### Data for the task
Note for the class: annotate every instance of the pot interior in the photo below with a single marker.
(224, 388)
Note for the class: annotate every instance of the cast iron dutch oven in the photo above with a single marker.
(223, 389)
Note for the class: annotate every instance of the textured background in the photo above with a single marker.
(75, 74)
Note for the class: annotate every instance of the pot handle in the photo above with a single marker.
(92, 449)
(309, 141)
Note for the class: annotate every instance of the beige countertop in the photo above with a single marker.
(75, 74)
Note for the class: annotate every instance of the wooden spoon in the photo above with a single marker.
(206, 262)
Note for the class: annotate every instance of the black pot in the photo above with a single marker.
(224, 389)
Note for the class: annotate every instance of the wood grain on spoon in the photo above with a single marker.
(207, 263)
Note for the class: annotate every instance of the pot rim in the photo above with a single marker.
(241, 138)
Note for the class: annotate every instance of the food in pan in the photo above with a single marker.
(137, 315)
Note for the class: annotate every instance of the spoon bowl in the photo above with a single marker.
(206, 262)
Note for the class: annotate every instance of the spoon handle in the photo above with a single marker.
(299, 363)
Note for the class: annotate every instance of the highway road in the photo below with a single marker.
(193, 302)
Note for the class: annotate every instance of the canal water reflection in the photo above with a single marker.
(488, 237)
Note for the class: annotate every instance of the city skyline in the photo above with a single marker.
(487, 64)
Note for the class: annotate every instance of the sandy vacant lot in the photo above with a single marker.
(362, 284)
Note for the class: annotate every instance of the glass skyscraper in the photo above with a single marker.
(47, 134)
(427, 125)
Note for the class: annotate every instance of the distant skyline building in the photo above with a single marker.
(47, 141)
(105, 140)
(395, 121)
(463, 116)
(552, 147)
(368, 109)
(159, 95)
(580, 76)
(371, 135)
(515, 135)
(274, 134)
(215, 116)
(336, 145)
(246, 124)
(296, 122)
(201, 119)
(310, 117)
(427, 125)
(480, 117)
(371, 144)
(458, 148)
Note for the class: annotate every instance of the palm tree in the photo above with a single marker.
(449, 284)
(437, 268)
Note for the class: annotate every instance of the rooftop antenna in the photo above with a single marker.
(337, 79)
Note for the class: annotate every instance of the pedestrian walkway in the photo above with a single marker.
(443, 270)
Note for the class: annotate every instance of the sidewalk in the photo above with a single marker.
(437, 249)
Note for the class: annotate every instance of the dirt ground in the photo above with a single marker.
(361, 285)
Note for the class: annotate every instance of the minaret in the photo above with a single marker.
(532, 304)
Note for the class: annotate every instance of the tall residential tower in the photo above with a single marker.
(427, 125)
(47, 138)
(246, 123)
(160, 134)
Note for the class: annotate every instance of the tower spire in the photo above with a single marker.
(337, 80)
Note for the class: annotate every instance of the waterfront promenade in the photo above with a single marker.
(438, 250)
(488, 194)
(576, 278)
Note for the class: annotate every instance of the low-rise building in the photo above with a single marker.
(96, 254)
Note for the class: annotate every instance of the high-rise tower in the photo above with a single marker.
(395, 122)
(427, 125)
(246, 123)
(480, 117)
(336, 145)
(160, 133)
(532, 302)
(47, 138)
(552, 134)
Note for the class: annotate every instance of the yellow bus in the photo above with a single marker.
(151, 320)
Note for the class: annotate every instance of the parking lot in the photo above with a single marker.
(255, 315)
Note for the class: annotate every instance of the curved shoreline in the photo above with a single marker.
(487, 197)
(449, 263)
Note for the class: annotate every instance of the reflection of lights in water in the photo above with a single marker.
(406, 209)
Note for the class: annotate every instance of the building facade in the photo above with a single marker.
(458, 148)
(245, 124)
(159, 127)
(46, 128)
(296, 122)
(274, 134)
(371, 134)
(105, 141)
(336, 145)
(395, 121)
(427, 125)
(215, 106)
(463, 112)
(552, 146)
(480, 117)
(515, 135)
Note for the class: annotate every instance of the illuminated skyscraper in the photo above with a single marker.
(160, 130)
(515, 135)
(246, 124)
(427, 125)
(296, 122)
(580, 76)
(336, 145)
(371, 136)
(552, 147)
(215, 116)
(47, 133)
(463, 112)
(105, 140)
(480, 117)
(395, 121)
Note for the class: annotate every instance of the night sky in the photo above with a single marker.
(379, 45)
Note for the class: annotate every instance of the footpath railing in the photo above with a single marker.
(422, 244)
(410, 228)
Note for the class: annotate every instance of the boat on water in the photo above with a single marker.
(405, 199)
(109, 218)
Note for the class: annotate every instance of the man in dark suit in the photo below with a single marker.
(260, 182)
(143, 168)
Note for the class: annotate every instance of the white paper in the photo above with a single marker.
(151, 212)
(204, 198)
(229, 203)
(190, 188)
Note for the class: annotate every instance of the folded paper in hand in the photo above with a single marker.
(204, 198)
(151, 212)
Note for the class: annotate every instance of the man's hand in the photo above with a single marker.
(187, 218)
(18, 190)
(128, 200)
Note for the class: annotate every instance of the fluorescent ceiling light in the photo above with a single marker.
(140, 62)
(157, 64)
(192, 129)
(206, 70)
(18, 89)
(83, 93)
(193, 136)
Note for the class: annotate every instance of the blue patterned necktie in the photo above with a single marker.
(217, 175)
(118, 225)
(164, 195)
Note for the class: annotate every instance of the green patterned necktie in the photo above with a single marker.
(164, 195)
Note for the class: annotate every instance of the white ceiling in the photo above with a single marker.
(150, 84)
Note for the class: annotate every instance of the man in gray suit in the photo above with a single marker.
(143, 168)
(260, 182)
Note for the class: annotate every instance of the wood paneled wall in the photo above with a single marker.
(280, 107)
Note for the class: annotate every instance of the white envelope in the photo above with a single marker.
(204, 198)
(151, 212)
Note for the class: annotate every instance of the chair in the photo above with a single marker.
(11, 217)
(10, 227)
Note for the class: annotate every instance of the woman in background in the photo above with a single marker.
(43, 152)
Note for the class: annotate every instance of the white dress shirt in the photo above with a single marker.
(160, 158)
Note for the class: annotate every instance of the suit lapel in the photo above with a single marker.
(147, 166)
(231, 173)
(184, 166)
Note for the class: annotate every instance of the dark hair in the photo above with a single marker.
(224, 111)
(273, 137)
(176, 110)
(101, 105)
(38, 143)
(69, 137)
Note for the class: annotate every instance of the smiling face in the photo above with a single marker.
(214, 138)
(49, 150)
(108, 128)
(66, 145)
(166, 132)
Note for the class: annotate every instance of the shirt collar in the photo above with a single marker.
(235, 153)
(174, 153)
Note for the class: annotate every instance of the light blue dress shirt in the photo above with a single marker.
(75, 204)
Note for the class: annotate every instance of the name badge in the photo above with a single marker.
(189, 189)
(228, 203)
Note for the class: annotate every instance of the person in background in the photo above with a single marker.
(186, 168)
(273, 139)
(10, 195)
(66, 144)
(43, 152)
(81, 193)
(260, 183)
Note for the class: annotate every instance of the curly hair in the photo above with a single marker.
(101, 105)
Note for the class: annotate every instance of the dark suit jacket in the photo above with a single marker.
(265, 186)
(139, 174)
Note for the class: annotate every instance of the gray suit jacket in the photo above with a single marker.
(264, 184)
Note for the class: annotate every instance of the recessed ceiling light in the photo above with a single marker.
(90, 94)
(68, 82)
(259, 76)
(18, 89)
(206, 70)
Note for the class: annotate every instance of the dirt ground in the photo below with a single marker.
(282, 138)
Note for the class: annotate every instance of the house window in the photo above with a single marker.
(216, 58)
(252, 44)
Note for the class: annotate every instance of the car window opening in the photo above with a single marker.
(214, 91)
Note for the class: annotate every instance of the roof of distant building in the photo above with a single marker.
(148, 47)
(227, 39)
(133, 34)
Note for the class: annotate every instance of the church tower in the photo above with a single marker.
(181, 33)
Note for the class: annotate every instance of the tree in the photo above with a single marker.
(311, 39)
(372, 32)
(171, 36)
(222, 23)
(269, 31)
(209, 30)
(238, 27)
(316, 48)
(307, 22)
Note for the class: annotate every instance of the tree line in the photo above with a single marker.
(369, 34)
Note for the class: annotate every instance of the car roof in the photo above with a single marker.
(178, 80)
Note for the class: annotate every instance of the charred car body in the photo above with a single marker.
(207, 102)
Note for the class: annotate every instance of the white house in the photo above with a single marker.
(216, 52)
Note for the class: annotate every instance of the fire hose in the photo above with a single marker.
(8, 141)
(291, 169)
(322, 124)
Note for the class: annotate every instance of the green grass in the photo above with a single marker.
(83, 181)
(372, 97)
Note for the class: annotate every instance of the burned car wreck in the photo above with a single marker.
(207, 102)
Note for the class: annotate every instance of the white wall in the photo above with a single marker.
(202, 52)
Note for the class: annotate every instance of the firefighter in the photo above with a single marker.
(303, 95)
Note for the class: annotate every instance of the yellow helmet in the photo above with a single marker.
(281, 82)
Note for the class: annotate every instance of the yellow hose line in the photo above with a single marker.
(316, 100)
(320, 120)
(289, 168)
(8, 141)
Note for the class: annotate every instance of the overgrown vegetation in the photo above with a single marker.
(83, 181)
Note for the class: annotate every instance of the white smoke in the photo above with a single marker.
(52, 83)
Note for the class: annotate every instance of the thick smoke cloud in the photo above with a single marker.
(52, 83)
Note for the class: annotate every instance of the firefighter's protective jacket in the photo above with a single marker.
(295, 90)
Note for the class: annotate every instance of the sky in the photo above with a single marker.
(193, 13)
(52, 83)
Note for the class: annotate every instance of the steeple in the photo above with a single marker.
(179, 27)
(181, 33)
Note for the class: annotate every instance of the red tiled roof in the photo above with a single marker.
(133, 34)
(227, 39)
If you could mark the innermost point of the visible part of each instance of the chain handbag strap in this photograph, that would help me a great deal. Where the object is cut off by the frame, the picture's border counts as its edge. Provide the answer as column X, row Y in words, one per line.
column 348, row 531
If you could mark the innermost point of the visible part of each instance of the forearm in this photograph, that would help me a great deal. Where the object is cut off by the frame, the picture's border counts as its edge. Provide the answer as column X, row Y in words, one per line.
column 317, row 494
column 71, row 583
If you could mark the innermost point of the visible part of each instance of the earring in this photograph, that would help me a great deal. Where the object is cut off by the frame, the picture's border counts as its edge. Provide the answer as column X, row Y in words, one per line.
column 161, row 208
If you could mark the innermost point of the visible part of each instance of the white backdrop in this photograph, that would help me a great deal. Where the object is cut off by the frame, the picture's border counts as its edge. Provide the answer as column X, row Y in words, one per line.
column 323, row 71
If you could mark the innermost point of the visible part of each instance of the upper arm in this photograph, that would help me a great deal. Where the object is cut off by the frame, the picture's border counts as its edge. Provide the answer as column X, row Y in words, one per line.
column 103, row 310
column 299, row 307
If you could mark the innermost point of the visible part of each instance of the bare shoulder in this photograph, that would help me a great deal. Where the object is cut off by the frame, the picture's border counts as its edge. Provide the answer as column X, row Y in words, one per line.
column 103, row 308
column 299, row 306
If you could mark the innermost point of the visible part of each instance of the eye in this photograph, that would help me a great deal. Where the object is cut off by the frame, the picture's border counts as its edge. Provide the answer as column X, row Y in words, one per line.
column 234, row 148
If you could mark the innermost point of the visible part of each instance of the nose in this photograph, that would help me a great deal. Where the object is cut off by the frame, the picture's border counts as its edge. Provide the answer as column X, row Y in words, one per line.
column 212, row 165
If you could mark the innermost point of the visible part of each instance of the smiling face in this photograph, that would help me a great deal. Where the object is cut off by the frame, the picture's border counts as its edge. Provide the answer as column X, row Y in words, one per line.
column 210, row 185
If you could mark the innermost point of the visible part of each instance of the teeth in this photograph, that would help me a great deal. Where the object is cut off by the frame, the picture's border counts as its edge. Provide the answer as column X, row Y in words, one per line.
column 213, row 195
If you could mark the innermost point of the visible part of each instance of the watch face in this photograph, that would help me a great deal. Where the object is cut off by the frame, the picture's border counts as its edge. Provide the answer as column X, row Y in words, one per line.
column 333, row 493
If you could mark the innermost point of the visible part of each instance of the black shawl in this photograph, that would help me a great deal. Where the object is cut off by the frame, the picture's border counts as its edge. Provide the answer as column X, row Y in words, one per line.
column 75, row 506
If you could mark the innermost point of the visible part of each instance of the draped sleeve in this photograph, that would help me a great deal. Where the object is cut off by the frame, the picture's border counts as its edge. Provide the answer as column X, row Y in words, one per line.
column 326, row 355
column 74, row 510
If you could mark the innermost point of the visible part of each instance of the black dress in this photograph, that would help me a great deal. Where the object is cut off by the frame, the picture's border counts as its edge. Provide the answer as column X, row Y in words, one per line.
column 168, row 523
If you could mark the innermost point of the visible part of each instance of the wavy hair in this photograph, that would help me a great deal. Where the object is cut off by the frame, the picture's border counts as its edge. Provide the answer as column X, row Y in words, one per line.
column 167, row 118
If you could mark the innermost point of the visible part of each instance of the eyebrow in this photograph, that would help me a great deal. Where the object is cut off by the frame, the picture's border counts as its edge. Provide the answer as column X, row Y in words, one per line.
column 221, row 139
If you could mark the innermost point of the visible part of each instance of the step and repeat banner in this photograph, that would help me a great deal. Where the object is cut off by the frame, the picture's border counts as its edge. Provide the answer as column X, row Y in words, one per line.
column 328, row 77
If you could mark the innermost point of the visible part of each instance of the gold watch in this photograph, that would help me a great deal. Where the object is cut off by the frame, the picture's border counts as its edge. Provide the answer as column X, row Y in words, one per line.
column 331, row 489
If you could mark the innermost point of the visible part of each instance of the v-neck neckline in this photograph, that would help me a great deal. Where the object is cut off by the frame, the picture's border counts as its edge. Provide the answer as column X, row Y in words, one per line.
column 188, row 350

### What to do
Every line from the one containing "of the v-neck" through the last line of the entries must be written out verbatim, and no other line.

### Expected output
If you could mark the innermost point of the visible part of each instance of the v-neck neckline in this photograph, that would help me a great deal. Where the object is cut off by the frame, the picture's border counts as its edge. Provide the answer as column X, row Y in words, one per line.
column 188, row 350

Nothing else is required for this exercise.